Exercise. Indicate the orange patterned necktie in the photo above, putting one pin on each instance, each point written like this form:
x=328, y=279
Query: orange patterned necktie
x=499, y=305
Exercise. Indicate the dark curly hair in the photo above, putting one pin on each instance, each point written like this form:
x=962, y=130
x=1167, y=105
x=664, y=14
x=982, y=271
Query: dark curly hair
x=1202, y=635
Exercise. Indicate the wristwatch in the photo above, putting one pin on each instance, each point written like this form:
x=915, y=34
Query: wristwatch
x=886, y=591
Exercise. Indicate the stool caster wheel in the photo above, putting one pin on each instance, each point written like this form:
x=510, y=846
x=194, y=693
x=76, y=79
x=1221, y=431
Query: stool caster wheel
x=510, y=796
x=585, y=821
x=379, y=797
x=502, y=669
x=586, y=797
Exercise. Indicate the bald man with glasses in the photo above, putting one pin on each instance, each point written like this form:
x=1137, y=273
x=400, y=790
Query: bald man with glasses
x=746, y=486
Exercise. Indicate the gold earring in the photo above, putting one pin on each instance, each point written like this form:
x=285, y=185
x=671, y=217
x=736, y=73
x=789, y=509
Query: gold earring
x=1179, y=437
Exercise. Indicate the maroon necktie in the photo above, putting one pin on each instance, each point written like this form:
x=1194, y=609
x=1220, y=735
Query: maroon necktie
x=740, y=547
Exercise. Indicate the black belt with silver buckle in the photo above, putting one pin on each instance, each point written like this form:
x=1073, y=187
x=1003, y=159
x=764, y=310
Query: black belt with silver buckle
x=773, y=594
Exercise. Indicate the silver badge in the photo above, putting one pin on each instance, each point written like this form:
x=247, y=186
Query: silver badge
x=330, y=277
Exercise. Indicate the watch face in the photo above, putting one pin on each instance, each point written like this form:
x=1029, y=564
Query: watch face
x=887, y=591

■ ■ ■ ■ ■

• _WORK ORDER_
The whole listing is to be transcribed exactly.

• _ANSWER FOR THIS EXERCISE_
Exercise. Indicate the orange patterned necktie in the photo above, putting one pin on each instance, each point written like this form:
x=328, y=279
Query: orange patterned necktie
x=499, y=305
Exercise. Indicate the dark curly hair in the photo above, putting one pin on each instance, each point written like this form:
x=962, y=130
x=1167, y=105
x=664, y=14
x=982, y=271
Query: dark curly hair
x=1202, y=635
Exercise. Indicate the wristwatch in the photo above, putting one pin on each instance, each point written like this form:
x=915, y=34
Query: wristwatch
x=886, y=591
Exercise. Indicate the stool caster wheel in the photo above, putting one pin on each instance, each point written like this form:
x=510, y=846
x=194, y=693
x=76, y=79
x=1221, y=431
Query: stool caster wheel
x=510, y=796
x=585, y=821
x=379, y=797
x=502, y=669
x=586, y=797
Exercise. Indicate the bald man with glasses in the photo above, putting one pin on each instance, each point written like this form:
x=1137, y=273
x=400, y=790
Query: bald man with glasses
x=746, y=486
Exercise. Indicate the gold earring in the photo above, putting one pin on each instance, each point written like this form:
x=285, y=185
x=671, y=217
x=736, y=73
x=789, y=509
Query: gold earring
x=1179, y=437
Exercise. Indicate the maroon necktie in the photo above, putting one pin on each instance, each point written like this form:
x=1194, y=609
x=1220, y=735
Query: maroon necktie
x=740, y=547
Exercise. Indicate the black belt with silver buckle in the photo above, putting one pin on each instance, each point written like this form:
x=1073, y=187
x=1003, y=159
x=764, y=310
Query: black belt with silver buckle
x=773, y=594
Exercise. Indicate the silver badge in the photo above, putting one pin on each instance, each point written like this form:
x=247, y=186
Query: silver badge
x=330, y=277
Exercise. Indicate the watch face in the photo above, putting one pin on each instance, each point written like this form:
x=1029, y=564
Query: watch face
x=887, y=591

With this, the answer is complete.